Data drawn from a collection
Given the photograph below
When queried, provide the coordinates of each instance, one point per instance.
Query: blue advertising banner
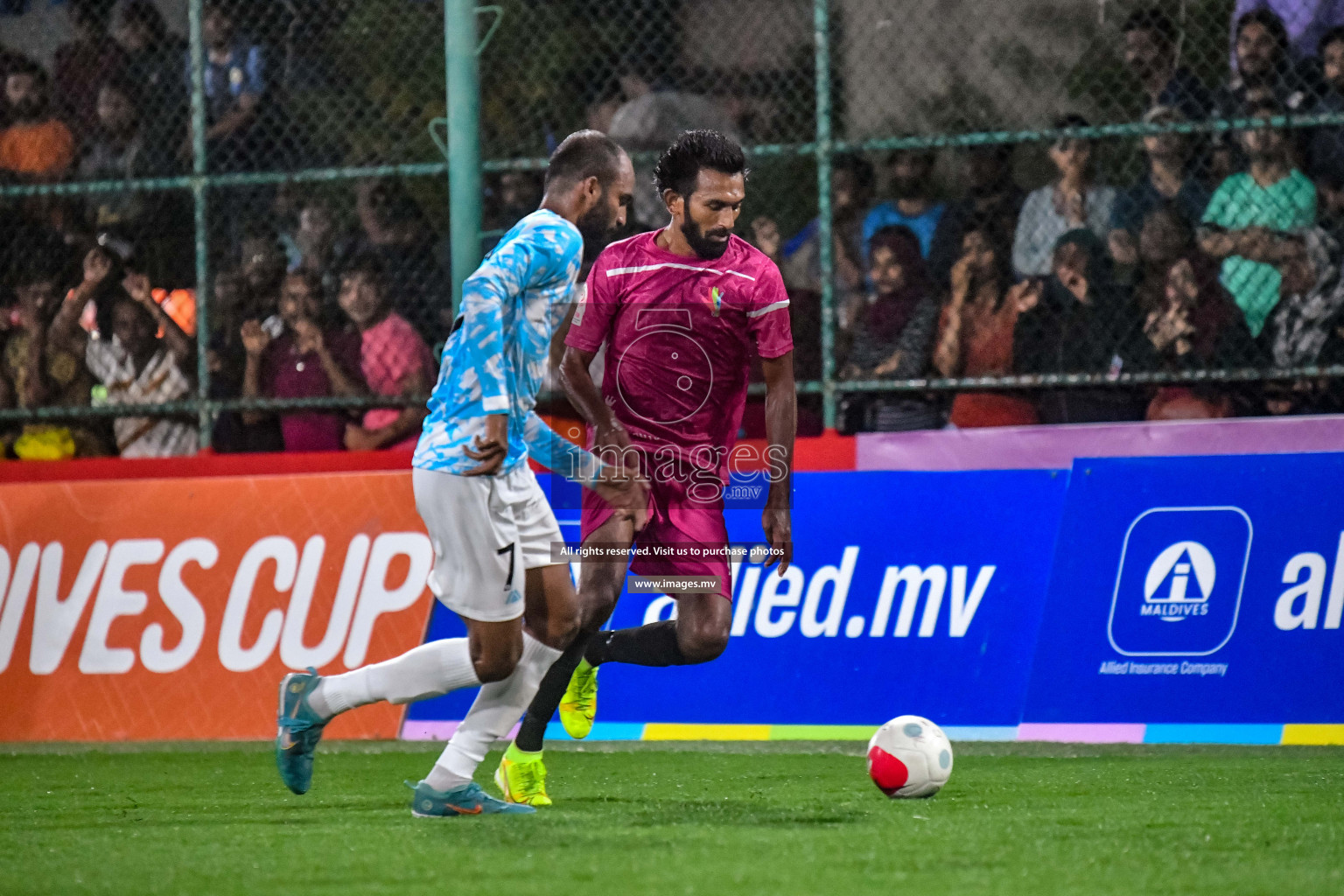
(1196, 592)
(910, 592)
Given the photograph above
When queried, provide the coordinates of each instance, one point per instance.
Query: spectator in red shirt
(976, 331)
(37, 145)
(393, 358)
(303, 360)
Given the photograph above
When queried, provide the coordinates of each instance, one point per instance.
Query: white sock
(498, 707)
(428, 670)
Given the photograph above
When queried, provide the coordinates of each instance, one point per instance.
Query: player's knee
(496, 665)
(702, 644)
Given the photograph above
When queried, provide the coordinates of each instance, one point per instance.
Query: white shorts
(486, 532)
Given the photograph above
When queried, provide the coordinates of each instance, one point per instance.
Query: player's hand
(626, 491)
(308, 336)
(779, 532)
(359, 439)
(137, 286)
(765, 234)
(492, 449)
(256, 339)
(611, 441)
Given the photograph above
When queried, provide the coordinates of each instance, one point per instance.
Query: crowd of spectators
(1225, 251)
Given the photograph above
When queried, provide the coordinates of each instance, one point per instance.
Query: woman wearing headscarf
(1196, 326)
(976, 331)
(892, 336)
(1304, 328)
(1074, 200)
(1083, 324)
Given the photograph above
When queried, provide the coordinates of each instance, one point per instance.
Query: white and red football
(909, 758)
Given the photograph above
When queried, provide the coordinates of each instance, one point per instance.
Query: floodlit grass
(652, 818)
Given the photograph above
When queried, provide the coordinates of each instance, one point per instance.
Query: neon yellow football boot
(522, 777)
(578, 705)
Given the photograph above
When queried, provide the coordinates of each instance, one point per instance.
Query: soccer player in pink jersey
(680, 311)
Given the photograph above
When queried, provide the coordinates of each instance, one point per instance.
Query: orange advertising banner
(170, 609)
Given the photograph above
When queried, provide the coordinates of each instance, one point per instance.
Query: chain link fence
(985, 213)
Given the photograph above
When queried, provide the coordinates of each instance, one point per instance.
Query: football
(909, 758)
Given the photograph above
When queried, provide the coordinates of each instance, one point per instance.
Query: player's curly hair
(694, 150)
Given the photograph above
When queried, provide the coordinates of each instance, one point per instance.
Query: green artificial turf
(651, 818)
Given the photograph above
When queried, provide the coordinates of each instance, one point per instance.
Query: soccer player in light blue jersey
(488, 519)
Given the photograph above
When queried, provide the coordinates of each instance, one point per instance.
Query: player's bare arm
(588, 399)
(781, 418)
(492, 449)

▸ GIVEN EXERCISE
Gather every line in the rows above that contains the string "jersey", and treat uppercase and lowercase letters as different.

▸ THE OUTPUT
Query: soccer player in pink jersey
Query: soccer player in light blue jersey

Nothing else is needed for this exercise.